PROMPT 1:
Answer these questions from the article on antibiotic-resistant staph:
(a) Since what decade have doctors routinely treated staph infections in healthy patients with penicillin-like drugs?
(b) At which hospital does Dr. Gonzalo Ballon-Landa work?
(c) In which groups has Dr. Bonnie Bock treated resistant staph infections?
PROMPT 2: Carry on writing the article about antibiotic-resistant staph, picking up right after its final sentence.

PASSAGE PROVIDED:

[Start of Attachment]

Tuesday, March 02, 2004

Bacteria Run Wild, Defying Antibiotics

new chapter in the continuing story of antibiotic resistance is being written in doctors' offices across the country, as a group of common bacteria rapidly becomes resistant to the antibiotics that have been used to treat them for decades.

The bacteria are called Staphylococcus aureus, or staph for short. Staph are the most common cause of skin infections like boils and can also cause lung infections, bloodstream infections and abscesses in the body's internal organs.
Clusters of Staphylococcus aureus bacteria, a common cause of skin, lung and bloodstream infections.


In hospitalized patients, infections caused by antibiotic-resistant staph have been common for years. Among healthy people, though, antibiotic resistance in staph has not been a big problem. Since the 1970's, doctors have routinely, and successfully, treated staph infections in healthy patients with penicillin-like drugs.

Not anymore. Office doctors who follow this practice now may find their patients getting sicker instead of better.

Over the last year, Dr. John Gullett, an infectious disease specialist in Abilene, Tex., has grown accustomed to getting calls for help from local doctors who have used the usual antibiotics to no effect.

One doctor treated a high school football player "built like Charles Atlas" with a standard oral antibiotic for a little boil in the groin. Even though the teenager was the picture of health, the antibiotic did not work.

The boil, caused by resistant staph, grew into an large abscess tracking into the leg, and the patient got sicker and sicker. Only when Dr. Gullett treated him with an intravenous antibiotic generally reserved for desperately ill hospitalized patients did he turn the corner.

Had the patient's first doctor been aware that the infection was caused by resistant staph and chosen a different oral antibiotic, the entire episode might have been milder.

Resistant staph, Dr. Gullet said, are "more invasive and more pervasive" than the strains most primary care doctors are used to treating.

Dr. Gonzalo Ballon-Landa, an infectious disease specialist at Mercy Hospital in San Diego, said he was "very concerned about what we are seeing."

Dr. Ballon-Landa has treated clusters of infections from resistant staph in such disparate groups as prisoners, homeless people, student nurses and football players.

"Most doctors are just not aware of this," said Dr. Bonnie Bock, an infectious disease specialist in Newport Beach, Calif., who has treated resistant staph infections in groups of secretaries, surfers and gay men.

[End of Attachment]

RECORD EXCERPTS:
[Start of Attachment]

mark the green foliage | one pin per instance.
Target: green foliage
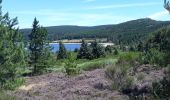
(97, 50)
(109, 49)
(71, 65)
(153, 56)
(131, 32)
(128, 57)
(119, 74)
(85, 51)
(161, 90)
(12, 54)
(13, 84)
(116, 52)
(157, 48)
(5, 96)
(91, 65)
(62, 53)
(39, 48)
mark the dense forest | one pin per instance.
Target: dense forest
(137, 67)
(126, 33)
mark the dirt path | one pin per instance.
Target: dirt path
(90, 85)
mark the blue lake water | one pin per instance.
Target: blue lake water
(68, 46)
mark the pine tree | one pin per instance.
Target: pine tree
(39, 48)
(85, 51)
(12, 54)
(62, 54)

[End of Attachment]

WRITTEN RESPONSE 1:
(a) Since the 1970's.
(b) Mercy Hospital in San Diego.
(c) Secretaries, surfers and gay men.

WRITTEN RESPONSE 2:
Dr. Bock estimated that about two-thirds of the large staph abscesses she saw in her office now were caused by the resistant bacteria.

Over all, staph infections are extremely common and often quite minor. Even staph abscesses, if they are drained properly, may heal without requiring any antibiotics at all. The new resistant staph can be treated with several common antibiotics — just not the ones doctors are accustomed to using.

Still, the experts say that some infections caused by the new resistant staph are unexpectedly aggressive, and delays in starting the right antibiotics may be life-threatening.

"Staph infections are such a common problem that the emergence of infections resistant to common antibiotics has important public health implications," said Dr. Daniel B. Jernigan, an epidemiologist at the federal Centers for Disease Control and Prevention.

But the infections are so common that they are not reportable to the local or federal public health authorities. Because of this, detective work to explain the appearance of the new resistant staph in this country and track its progress is just beginning.

The resistant staph was first recognized in the United States among children in Chicago in the mid-1990's. In 1999, the disease control centers reported that four children in the Midwest had died of infections with the new staph. Three of them had initially been treated with the wrong antibiotics.

In the last several years, clusters of infections with the resistant staph have been reported in jails and prisons in states around the country, including California, Texas, Pennsylvania and Georgia. Clusters of skin infections have also been reported among athletic team members and military recruits.